> [EXERCISE DETAILS] Reproduce the first line of the material below and each line after it, exactly, through the line containing "Query: dark hair on figure", and give nothing more.

> [MATERIALS PROVIDED]
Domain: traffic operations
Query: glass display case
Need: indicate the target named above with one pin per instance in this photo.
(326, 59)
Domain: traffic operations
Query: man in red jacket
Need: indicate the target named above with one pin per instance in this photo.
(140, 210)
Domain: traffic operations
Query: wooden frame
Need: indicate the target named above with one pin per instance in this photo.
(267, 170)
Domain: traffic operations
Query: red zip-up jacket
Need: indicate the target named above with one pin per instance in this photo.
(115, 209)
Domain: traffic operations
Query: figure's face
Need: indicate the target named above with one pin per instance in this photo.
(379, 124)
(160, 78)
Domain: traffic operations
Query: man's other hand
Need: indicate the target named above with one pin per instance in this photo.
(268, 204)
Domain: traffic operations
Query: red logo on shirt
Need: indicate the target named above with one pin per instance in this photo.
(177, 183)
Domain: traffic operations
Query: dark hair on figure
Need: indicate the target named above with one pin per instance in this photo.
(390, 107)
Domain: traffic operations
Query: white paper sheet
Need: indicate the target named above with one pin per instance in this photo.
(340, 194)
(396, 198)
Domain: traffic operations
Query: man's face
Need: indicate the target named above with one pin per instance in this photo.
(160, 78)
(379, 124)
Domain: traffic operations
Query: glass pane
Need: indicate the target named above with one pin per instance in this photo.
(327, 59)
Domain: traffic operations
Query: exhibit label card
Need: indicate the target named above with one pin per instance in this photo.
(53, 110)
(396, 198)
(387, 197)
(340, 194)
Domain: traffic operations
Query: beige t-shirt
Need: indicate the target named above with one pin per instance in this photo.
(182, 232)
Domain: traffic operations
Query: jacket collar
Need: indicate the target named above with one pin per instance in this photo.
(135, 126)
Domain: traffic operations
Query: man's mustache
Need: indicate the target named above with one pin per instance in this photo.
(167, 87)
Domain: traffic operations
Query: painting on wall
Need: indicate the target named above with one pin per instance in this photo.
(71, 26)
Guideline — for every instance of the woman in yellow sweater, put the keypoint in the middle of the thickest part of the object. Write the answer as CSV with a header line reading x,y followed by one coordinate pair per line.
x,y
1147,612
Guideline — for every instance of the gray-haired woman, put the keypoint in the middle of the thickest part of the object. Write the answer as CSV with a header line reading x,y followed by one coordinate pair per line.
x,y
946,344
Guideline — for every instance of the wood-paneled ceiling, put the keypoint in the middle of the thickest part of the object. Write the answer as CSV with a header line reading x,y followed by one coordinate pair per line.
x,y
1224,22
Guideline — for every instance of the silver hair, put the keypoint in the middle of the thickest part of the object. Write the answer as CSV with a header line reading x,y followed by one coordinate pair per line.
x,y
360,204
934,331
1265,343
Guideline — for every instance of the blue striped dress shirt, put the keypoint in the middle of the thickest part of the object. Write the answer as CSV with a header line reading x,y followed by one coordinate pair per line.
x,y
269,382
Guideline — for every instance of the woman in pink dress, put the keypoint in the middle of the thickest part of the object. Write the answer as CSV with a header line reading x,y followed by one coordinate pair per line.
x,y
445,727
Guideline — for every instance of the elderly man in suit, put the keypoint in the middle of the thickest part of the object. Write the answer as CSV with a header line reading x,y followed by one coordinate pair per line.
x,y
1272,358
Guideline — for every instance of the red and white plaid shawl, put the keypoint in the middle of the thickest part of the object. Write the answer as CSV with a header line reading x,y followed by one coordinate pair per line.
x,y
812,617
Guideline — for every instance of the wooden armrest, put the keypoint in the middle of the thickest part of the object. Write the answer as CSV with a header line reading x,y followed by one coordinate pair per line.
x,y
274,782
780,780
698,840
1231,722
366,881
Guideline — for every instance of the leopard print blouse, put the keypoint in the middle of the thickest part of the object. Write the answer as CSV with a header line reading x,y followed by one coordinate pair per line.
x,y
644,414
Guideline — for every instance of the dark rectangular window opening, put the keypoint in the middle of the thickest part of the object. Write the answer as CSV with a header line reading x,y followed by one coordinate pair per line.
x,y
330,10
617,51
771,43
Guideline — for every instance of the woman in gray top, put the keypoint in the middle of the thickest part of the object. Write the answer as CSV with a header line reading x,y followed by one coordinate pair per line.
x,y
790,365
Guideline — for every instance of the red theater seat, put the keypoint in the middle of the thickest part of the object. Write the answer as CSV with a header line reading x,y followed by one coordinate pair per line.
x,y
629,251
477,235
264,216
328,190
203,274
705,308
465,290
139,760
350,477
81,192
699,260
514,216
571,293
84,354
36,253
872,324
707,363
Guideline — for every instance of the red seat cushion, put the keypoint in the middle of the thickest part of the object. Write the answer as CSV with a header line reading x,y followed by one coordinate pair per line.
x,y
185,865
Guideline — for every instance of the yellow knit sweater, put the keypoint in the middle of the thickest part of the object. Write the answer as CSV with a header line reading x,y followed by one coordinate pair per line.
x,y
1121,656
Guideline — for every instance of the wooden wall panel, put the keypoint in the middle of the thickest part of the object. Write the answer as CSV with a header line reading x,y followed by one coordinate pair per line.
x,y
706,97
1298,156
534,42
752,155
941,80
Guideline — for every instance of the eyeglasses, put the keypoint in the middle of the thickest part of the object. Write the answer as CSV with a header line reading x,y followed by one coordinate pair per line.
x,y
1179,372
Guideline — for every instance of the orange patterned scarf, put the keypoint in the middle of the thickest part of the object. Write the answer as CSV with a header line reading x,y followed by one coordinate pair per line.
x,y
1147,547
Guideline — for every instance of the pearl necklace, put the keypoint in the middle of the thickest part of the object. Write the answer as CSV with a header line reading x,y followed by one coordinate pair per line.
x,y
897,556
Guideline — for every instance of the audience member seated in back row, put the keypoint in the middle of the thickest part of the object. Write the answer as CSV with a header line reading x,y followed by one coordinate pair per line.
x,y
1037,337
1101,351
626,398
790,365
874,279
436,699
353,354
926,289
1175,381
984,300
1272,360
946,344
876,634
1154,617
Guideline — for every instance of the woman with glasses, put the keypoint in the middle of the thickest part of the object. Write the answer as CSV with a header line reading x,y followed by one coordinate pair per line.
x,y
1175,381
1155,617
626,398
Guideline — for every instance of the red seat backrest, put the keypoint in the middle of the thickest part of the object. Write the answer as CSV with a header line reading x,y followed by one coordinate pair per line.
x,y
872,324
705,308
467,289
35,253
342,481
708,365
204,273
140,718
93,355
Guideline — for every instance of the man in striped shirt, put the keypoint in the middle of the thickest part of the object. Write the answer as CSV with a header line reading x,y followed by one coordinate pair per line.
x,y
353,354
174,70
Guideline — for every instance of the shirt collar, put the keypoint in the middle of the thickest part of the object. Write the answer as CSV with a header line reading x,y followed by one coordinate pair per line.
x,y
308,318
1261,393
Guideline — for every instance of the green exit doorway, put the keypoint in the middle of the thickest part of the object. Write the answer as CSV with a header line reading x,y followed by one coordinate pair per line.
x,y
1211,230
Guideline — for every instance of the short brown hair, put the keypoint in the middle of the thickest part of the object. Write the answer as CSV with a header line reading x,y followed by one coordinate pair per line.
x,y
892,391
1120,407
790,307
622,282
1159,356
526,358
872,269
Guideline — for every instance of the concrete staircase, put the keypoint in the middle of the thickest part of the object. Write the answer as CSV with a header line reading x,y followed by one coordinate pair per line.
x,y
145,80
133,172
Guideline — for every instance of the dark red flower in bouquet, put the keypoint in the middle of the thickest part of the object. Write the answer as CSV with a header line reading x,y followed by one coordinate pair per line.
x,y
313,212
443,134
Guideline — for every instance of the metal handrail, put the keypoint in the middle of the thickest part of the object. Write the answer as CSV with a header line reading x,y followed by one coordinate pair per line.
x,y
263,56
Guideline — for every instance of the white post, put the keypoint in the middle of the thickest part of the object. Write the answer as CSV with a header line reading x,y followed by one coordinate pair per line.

> [TASK RESULT]
Domain: traffic operations
Query: glass display case
Need: indicate the target named above with one pin per instance in this photo.
(326, 59)
Domain: traffic operations
Query: man in red jacket
Need: indicate the target named above with one pin per instance in this photo.
(140, 210)
Domain: traffic operations
Query: wooden frame
Need: indicate the target named above with one pin per instance in this photo.
(267, 170)
Domain: traffic operations
Query: red zip-up jacket
Need: indicate the target named above with one pin per instance in this photo.
(115, 209)
Domain: traffic operations
Query: figure's face
Need: indicate the target named above with one pin per instance in this photo.
(379, 124)
(160, 78)
Domain: traffic operations
Query: man's other hand
Need: indicate the target named above with one pin per instance in this photo.
(268, 204)
Domain: traffic operations
Query: red logo on shirt
Need: indicate the target named above with one pin per instance in this photo.
(177, 183)
Domain: traffic operations
Query: dark hair on figure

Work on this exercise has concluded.